↓↓↓
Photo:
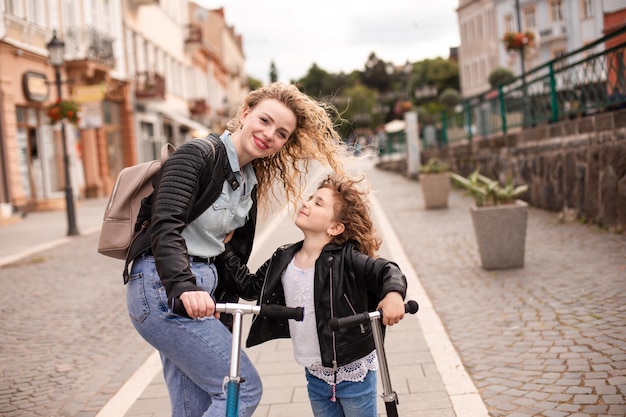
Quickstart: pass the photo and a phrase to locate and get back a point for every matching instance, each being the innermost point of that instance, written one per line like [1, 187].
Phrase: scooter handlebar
[336, 323]
[269, 310]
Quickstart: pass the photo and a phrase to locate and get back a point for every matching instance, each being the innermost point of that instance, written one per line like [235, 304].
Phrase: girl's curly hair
[314, 138]
[352, 209]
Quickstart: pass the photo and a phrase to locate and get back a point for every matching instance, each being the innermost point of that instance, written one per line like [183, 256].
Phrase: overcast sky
[338, 35]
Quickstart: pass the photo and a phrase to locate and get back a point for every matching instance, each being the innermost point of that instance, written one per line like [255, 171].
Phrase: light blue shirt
[205, 235]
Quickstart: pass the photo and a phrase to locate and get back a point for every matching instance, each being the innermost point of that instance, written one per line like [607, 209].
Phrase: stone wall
[577, 166]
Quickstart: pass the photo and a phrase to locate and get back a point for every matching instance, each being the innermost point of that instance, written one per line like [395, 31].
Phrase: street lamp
[56, 49]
↑↑↑
> [Exercise details]:
Show every line of the listing that includes the word "Quickstart".

> [Reply]:
Quickstart: pass the photo and a phrase to locate and get back a point for every matching instance, each being the innermost point of that instance, written one per line like [1, 187].
Quickstart: pass the photo and a phrase to locate and get back a point for every matching instance, each being the innermost point of that instance, written one per line like [235, 304].
Quickstart: pass the photo and a phrase to locate and get back a point for every matching instance, each being the innermost point of that instance, written one per line like [183, 256].
Quickstart: pass the photo and a phrase to locate and get back a point for every matching instance, each being the innermost point of that instance, written one per line like [255, 171].
Quickstart: pass the photo and a phrase to locate and get back a point for every matching instance, each being the innermost point of that instance, written one per line like [607, 209].
Quickstart: pass the photo and a phrase to locate and get back a point for every matching instance, each being the innermost point of that instance, written one per line like [395, 31].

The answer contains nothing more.